WHAT TO DO
An exact copy of the listing below is the answer, with the pictures removed.

──────── DATA RECORDS

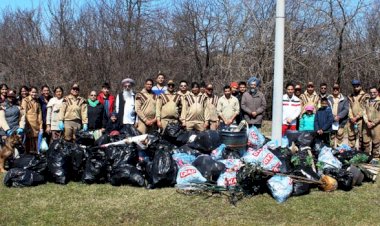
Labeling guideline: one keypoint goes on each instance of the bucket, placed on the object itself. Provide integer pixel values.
(235, 140)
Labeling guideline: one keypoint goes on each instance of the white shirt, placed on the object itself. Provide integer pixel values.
(129, 116)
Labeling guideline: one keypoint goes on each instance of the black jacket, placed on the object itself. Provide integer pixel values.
(97, 117)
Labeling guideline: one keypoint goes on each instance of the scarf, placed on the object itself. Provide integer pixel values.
(93, 103)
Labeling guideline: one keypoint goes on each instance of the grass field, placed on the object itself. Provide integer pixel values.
(80, 204)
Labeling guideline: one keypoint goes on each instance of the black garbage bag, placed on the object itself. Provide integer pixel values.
(124, 174)
(36, 163)
(162, 171)
(208, 167)
(84, 138)
(104, 139)
(96, 166)
(129, 131)
(17, 177)
(345, 178)
(229, 153)
(250, 180)
(305, 139)
(184, 137)
(284, 155)
(300, 188)
(58, 162)
(173, 130)
(186, 149)
(206, 141)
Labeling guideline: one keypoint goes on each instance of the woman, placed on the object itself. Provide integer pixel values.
(52, 115)
(12, 114)
(3, 93)
(96, 114)
(24, 92)
(31, 120)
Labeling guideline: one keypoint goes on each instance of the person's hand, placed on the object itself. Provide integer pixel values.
(48, 129)
(61, 126)
(19, 131)
(85, 127)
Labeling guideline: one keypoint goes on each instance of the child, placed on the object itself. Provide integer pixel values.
(307, 120)
(323, 122)
(113, 124)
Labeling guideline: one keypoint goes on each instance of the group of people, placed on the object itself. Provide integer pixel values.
(331, 115)
(161, 103)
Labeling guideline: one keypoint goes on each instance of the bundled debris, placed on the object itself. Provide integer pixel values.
(198, 163)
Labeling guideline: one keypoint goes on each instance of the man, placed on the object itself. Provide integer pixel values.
(107, 99)
(43, 100)
(193, 115)
(125, 105)
(340, 107)
(355, 124)
(212, 101)
(234, 86)
(291, 109)
(160, 87)
(322, 92)
(146, 109)
(253, 103)
(309, 97)
(298, 90)
(73, 114)
(242, 90)
(167, 110)
(228, 107)
(371, 117)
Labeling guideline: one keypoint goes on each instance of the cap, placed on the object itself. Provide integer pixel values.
(128, 80)
(234, 85)
(355, 82)
(309, 108)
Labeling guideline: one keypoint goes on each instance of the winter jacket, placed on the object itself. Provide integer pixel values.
(53, 108)
(31, 117)
(343, 109)
(307, 122)
(111, 102)
(253, 103)
(323, 119)
(291, 108)
(97, 117)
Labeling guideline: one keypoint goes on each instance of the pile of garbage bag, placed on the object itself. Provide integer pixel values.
(196, 160)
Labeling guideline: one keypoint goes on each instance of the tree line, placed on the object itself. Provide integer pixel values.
(216, 41)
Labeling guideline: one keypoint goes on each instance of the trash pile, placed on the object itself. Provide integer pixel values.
(196, 162)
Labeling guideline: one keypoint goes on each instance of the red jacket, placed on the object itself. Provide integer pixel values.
(111, 102)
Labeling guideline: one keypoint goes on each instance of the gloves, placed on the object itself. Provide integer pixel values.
(20, 131)
(61, 126)
(9, 132)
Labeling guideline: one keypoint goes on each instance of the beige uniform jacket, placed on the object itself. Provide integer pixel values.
(73, 109)
(145, 105)
(167, 106)
(212, 103)
(31, 116)
(372, 111)
(357, 104)
(194, 108)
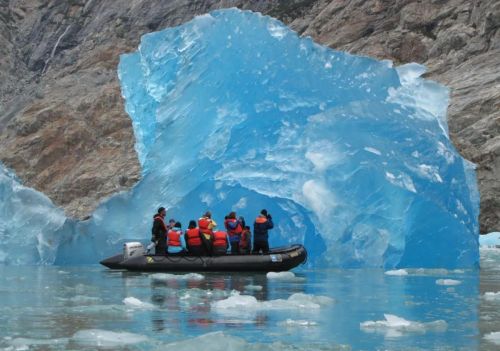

────────────────

RESULT OF THIS TASK
Labeling guideline: one keypoint goes on each instance of the bucket, placed on the object itself. Provide integer pixel values.
(235, 140)
Labeling guideline: one keypoint goes on each instance of the white shirt, placed on the object itself. Provide integer pixel values.
(129, 116)
Labeling guideline: one keypoint goes on each instance of the black jacket, placed on the object itself. Provide integer pixel values.
(97, 117)
Labeling guideline: one keypoint goes on each instance of the scarf, placed on the object itself. Provide integer pixel values.
(93, 103)
Labeling guideline: one keypoint goes on each instance of the grass field, placed on the object itself. Provide integer pixel values.
(80, 204)
Labeling guideline: one keypoint goes on each instance of the black garbage bag, placed on the object itself. Provide integer pixel values.
(124, 174)
(36, 163)
(162, 171)
(208, 167)
(84, 138)
(104, 139)
(96, 166)
(129, 131)
(17, 177)
(345, 178)
(229, 153)
(250, 180)
(305, 139)
(184, 137)
(284, 155)
(300, 188)
(58, 162)
(173, 130)
(186, 149)
(206, 141)
Labeling guideline: one keypoint goes on each instance of the woman, placed on the object itself. Provide integer pixel values.
(52, 115)
(12, 114)
(3, 93)
(96, 114)
(24, 92)
(31, 120)
Labeling guideline: one keypoint goes on each instance of the person's hand, placed on the object itself. Provide integer pixel values.
(48, 129)
(61, 126)
(19, 131)
(85, 127)
Labeling guideline: one keypoint goes on each instance of the child, placed on the object itself. Provide integer pixel values.
(307, 120)
(323, 122)
(113, 124)
Labeling guideline: one keypoint goes on each instance of the group of people, placed on the object itself. Provide integer pixel values.
(331, 115)
(161, 103)
Labeling guideline: one keypoint goes on each instance of the bundled debris, placed on the object itself. Provide integer pixel values.
(198, 163)
Labeling guideline: one keypoint goes on each instance of the man, placed on the object itself. Provide integer pixel values.
(107, 99)
(43, 100)
(193, 115)
(125, 105)
(340, 107)
(355, 124)
(212, 101)
(234, 86)
(291, 109)
(160, 87)
(322, 92)
(146, 109)
(253, 103)
(309, 97)
(298, 90)
(73, 114)
(242, 90)
(167, 110)
(228, 107)
(371, 117)
Labeling guideline: one keypoint goes on each instance of the cap, placed on the object itself. Provide integer pixel values.
(128, 80)
(234, 85)
(355, 82)
(309, 108)
Labeling guideline: one keypoint goes on each instance of the winter jacket, placed on the object itself. Provide integer pixel values.
(53, 108)
(31, 117)
(343, 109)
(307, 122)
(111, 102)
(253, 103)
(323, 119)
(291, 108)
(97, 117)
Labeling guideline: one keypoint goes on each instance of the pile of garbage bag, placed on the object itself. Provide integer pixel values.
(196, 160)
Labeling guideline: one keypoint goes on each instance of the tree line, placed on the object itself. Provide integer pixel values.
(216, 41)
Labeling guideline: one keypoint goes on each instance of the trash pile, placed on the object itself. Provide integer pixel values.
(196, 162)
Labeling guideline: one keypoint goes on each instance of the red jacket, placed on the object itself. Provide integer pixel values.
(111, 102)
Labeling guideline: one keypoint goes on each instance of the gloves, placed on the object itself. Provide integer pixel values.
(20, 131)
(61, 126)
(9, 132)
Labeling guideline: one keypoint goes on each instance of the beige uniform jacket, placed on the object itself. Provide integer pixel values.
(73, 109)
(145, 105)
(167, 106)
(212, 103)
(31, 116)
(372, 111)
(357, 104)
(194, 108)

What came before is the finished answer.